Записи для задания
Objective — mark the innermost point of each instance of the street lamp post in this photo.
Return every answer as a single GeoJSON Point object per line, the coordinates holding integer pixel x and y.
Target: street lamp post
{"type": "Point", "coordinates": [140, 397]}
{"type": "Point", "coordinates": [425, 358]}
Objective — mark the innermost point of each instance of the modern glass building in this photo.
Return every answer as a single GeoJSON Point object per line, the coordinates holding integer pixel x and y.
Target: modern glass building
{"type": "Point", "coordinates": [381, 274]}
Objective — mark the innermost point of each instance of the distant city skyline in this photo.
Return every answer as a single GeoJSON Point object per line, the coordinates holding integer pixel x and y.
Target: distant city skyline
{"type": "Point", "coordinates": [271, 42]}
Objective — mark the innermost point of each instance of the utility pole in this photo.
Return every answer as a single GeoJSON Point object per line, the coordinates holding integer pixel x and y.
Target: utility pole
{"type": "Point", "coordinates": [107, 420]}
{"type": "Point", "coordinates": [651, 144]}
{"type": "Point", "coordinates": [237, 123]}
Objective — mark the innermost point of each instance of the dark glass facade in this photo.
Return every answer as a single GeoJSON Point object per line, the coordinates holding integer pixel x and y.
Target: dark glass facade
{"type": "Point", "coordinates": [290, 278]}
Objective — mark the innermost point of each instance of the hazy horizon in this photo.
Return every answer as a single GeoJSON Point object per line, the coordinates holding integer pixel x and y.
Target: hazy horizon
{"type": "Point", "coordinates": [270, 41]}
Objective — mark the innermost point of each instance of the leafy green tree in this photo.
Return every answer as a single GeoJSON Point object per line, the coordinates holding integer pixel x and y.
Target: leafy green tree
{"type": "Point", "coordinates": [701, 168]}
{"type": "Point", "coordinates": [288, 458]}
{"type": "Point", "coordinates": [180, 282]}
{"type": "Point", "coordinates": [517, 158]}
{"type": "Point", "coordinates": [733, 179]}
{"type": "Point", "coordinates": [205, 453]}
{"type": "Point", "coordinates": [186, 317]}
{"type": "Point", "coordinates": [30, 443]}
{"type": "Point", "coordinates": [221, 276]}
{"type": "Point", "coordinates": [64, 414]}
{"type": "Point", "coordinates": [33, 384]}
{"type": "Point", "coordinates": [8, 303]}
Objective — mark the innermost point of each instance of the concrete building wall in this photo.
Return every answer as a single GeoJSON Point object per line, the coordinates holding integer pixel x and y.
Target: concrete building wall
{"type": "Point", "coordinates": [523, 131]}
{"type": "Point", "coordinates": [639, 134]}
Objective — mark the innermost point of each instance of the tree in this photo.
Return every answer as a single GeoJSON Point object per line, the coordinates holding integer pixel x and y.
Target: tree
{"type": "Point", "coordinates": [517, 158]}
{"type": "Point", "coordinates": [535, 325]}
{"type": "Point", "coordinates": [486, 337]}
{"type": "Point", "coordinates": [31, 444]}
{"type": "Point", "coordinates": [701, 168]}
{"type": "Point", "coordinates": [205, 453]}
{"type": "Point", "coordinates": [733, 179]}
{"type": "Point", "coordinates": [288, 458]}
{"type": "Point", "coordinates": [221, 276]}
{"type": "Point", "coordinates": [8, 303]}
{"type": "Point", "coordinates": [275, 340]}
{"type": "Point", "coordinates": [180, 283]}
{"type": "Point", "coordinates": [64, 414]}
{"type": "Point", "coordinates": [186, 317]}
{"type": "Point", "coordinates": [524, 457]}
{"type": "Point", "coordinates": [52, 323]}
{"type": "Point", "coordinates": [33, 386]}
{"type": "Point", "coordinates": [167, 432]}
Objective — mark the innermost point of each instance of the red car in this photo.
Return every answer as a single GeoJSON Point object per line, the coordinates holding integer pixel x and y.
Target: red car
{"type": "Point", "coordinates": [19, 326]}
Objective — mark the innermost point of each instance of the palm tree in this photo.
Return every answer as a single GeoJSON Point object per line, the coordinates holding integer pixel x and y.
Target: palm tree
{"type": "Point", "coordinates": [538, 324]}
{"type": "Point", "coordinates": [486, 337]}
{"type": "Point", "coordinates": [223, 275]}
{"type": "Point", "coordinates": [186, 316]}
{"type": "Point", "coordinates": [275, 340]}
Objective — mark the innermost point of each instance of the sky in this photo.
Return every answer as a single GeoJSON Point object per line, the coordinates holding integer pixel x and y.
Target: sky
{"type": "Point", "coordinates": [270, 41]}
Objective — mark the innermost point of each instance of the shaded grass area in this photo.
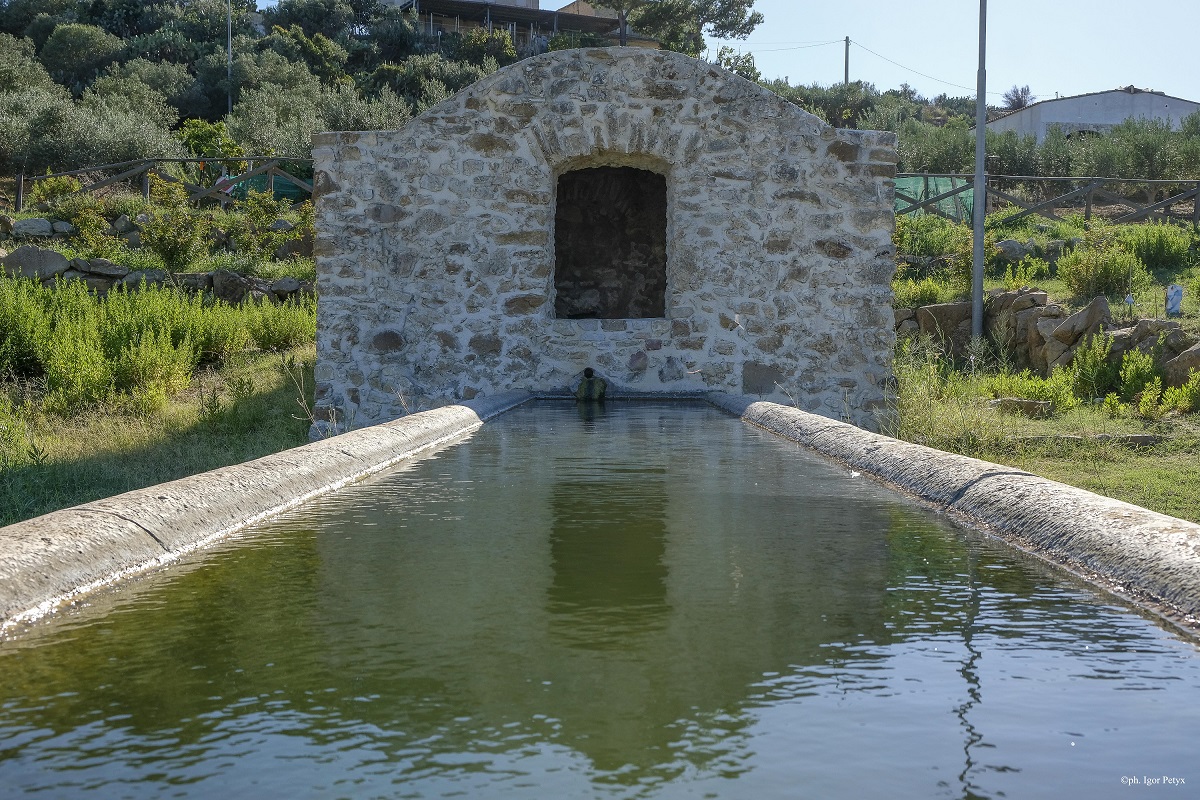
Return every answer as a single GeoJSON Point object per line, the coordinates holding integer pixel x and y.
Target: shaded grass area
{"type": "Point", "coordinates": [1164, 477]}
{"type": "Point", "coordinates": [947, 409]}
{"type": "Point", "coordinates": [247, 409]}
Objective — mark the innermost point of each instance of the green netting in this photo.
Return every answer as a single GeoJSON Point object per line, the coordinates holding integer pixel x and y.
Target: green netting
{"type": "Point", "coordinates": [918, 188]}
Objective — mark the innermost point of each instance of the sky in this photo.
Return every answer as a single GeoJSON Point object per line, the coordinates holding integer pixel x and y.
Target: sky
{"type": "Point", "coordinates": [1056, 47]}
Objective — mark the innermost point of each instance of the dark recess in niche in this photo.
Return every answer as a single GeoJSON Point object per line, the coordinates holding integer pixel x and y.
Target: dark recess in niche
{"type": "Point", "coordinates": [611, 244]}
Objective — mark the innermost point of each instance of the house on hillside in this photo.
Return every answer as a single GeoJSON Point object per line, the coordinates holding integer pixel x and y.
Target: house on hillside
{"type": "Point", "coordinates": [529, 25]}
{"type": "Point", "coordinates": [1095, 113]}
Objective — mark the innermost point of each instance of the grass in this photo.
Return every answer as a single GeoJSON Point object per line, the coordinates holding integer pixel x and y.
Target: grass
{"type": "Point", "coordinates": [947, 409]}
{"type": "Point", "coordinates": [246, 409]}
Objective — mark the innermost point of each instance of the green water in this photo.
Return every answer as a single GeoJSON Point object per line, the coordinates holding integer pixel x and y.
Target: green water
{"type": "Point", "coordinates": [651, 601]}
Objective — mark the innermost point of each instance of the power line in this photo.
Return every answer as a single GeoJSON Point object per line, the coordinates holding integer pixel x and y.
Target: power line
{"type": "Point", "coordinates": [801, 47]}
{"type": "Point", "coordinates": [996, 94]}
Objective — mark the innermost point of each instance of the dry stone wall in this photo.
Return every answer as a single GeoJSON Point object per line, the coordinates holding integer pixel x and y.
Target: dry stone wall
{"type": "Point", "coordinates": [436, 247]}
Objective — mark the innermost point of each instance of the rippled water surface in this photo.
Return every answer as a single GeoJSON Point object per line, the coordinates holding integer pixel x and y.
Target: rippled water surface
{"type": "Point", "coordinates": [645, 601]}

Рабочая инструкция
Выпишите из всех записей выше их строки дословно, ничего не меняя и не пропуская. Изображения в ответ не включайте.

Решение задания
Objective — mark the innermost point of each instance of the street lamp post in this photo.
Return every answer as a single GeoJSON Point object per line, the coordinates holding integer pixel x and y.
Target: street lamp post
{"type": "Point", "coordinates": [140, 397]}
{"type": "Point", "coordinates": [425, 358]}
Objective — mark the innermost point of each instance of the modern glass building in this photo.
Return every answer as a single GeoJSON Point object per line, the coordinates holding integer pixel x and y.
Target: modern glass building
{"type": "Point", "coordinates": [381, 274]}
Objective — mark the innermost point of each instance of the distant city skyline in this photo.
Return every answer as a single GeoJSON Point object per line, the coordinates holding integer pixel x and y.
Target: distant city skyline
{"type": "Point", "coordinates": [271, 42]}
Objective — mark the innermost point of each instance of the utility pole in this photo.
Return every answer as a single GeoJSON Point object per line, the coordinates holding integer pixel x and y.
Target: utility pole
{"type": "Point", "coordinates": [107, 420]}
{"type": "Point", "coordinates": [651, 144]}
{"type": "Point", "coordinates": [237, 123]}
Objective — mark the innermost point of each instance of the dark glass facade in this photo.
Return every answer as a single GeoJSON Point object per line, the coordinates holding integer pixel x and y.
Target: dark glass facade
{"type": "Point", "coordinates": [290, 278]}
Objective — mark the innermost point of each instance of the hazy horizon in this photo.
Return every answer as a single GeoJSON Point object per line, the coordinates holding integer pixel x and y.
Target: hazy horizon
{"type": "Point", "coordinates": [270, 41]}
Objective — mark the innermost point of each instance of the leafy green tree in this photo.
Return every answer as a single GeoJSON Point object per line, the coordinates holding integer pixel x and y.
Target: leafy green tree
{"type": "Point", "coordinates": [701, 168]}
{"type": "Point", "coordinates": [288, 458]}
{"type": "Point", "coordinates": [180, 282]}
{"type": "Point", "coordinates": [517, 158]}
{"type": "Point", "coordinates": [733, 179]}
{"type": "Point", "coordinates": [205, 453]}
{"type": "Point", "coordinates": [186, 317]}
{"type": "Point", "coordinates": [30, 443]}
{"type": "Point", "coordinates": [221, 276]}
{"type": "Point", "coordinates": [64, 414]}
{"type": "Point", "coordinates": [33, 384]}
{"type": "Point", "coordinates": [8, 303]}
Objective — mark the innermost point of each instance of the concrete building wall in this photo.
Return every answer as a single GeoJSON Point object per line, the coordinates holding integer pixel x and y.
Target: concrete building wall
{"type": "Point", "coordinates": [523, 131]}
{"type": "Point", "coordinates": [639, 134]}
Objective — mark the innermost point of each instance of the tree in this photo.
Return every answer as a single GeoJSON Point object per line, the coordinates holding integer pixel x and y.
Target: tree
{"type": "Point", "coordinates": [517, 158]}
{"type": "Point", "coordinates": [535, 325]}
{"type": "Point", "coordinates": [486, 337]}
{"type": "Point", "coordinates": [31, 444]}
{"type": "Point", "coordinates": [701, 168]}
{"type": "Point", "coordinates": [205, 453]}
{"type": "Point", "coordinates": [733, 179]}
{"type": "Point", "coordinates": [288, 458]}
{"type": "Point", "coordinates": [221, 276]}
{"type": "Point", "coordinates": [8, 303]}
{"type": "Point", "coordinates": [275, 340]}
{"type": "Point", "coordinates": [180, 283]}
{"type": "Point", "coordinates": [64, 414]}
{"type": "Point", "coordinates": [186, 317]}
{"type": "Point", "coordinates": [524, 457]}
{"type": "Point", "coordinates": [52, 323]}
{"type": "Point", "coordinates": [33, 386]}
{"type": "Point", "coordinates": [167, 432]}
Objective — mark the innermost point of each instance of the red car in this photo.
Return every answer as a single GeoJSON Point object per line, the coordinates holding integer pixel x and y.
Target: red car
{"type": "Point", "coordinates": [19, 326]}
Objective — mark the innermost point of each instance of the palm tree in this photo.
Return every answer as a single GeoJSON Point object per line, the coordinates holding integer pixel x and y.
Target: palm tree
{"type": "Point", "coordinates": [538, 324]}
{"type": "Point", "coordinates": [486, 337]}
{"type": "Point", "coordinates": [223, 275]}
{"type": "Point", "coordinates": [186, 316]}
{"type": "Point", "coordinates": [275, 340]}
Objective — mark the innermost point of each instance of the sky in this photo.
Return every answer as a single GeoJSON Point object per line, the coordinates holding integer pixel x and y.
Target: sky
{"type": "Point", "coordinates": [270, 41]}
Objective — mark the innermost point of each instance of the shaded grass area in this photo.
Return every answer as a single GeoJSON Point object per line, the coordinates holding integer pixel x and y.
Target: shaded grass area
{"type": "Point", "coordinates": [1164, 477]}
{"type": "Point", "coordinates": [947, 409]}
{"type": "Point", "coordinates": [247, 409]}
Objective — mark the innermost point of each instance of the green netting in this photo.
Return every answer as a single GeoJSON Point object per line, the coordinates holding integer pixel x and y.
Target: green netting
{"type": "Point", "coordinates": [918, 188]}
Objective — mark the innermost point of each instance of the sky in this photo.
Return every answer as a single GeoJSON Point object per line, the coordinates holding integer pixel x and y.
Target: sky
{"type": "Point", "coordinates": [1056, 47]}
Objective — mark the innermost point of each instance of the dark recess in niche in this photo.
Return every answer as a single GeoJSON Point object per line, the coordinates holding integer pixel x and y.
Target: dark recess in niche
{"type": "Point", "coordinates": [611, 244]}
Objective — mark the innermost point of each instance of the house on hillside in this photo.
Return every answer as a single GeoJSON Point object per line, the coordinates holding integer pixel x and y.
Target: house on hillside
{"type": "Point", "coordinates": [529, 25]}
{"type": "Point", "coordinates": [1095, 113]}
Objective — mark the innermost point of each instance of the grass in this photo.
Return every answer as a single GeoJSON Point object per line, the coordinates holding integer pixel x and y.
Target: grass
{"type": "Point", "coordinates": [947, 409]}
{"type": "Point", "coordinates": [246, 409]}
Objective — mark the innermost point of each instance of the green water in this photo.
Return every answer as a single GeoJSON Point object per line, the coordinates holding integer pixel x and y.
Target: green water
{"type": "Point", "coordinates": [651, 601]}
Objective — mark the innermost point of each instance of the power line in this photo.
Return every answer as a single GeoJSON Point object per line, the coordinates holding integer pixel x and y.
Target: power line
{"type": "Point", "coordinates": [801, 47]}
{"type": "Point", "coordinates": [996, 94]}
Objective — mark the innermost point of each instance of the dry stone wall in this photo.
Return every answer as a single GeoJSON Point object per line, the coordinates holding integer pixel x and y.
Target: dry stone wall
{"type": "Point", "coordinates": [436, 247]}
Objective — mark the innermost point of each instance of the rippled water surface in this photo.
Return every answer as a single GeoJSON Point object per line, the coordinates holding integer pixel x and y.
Target: rippled water surface
{"type": "Point", "coordinates": [645, 601]}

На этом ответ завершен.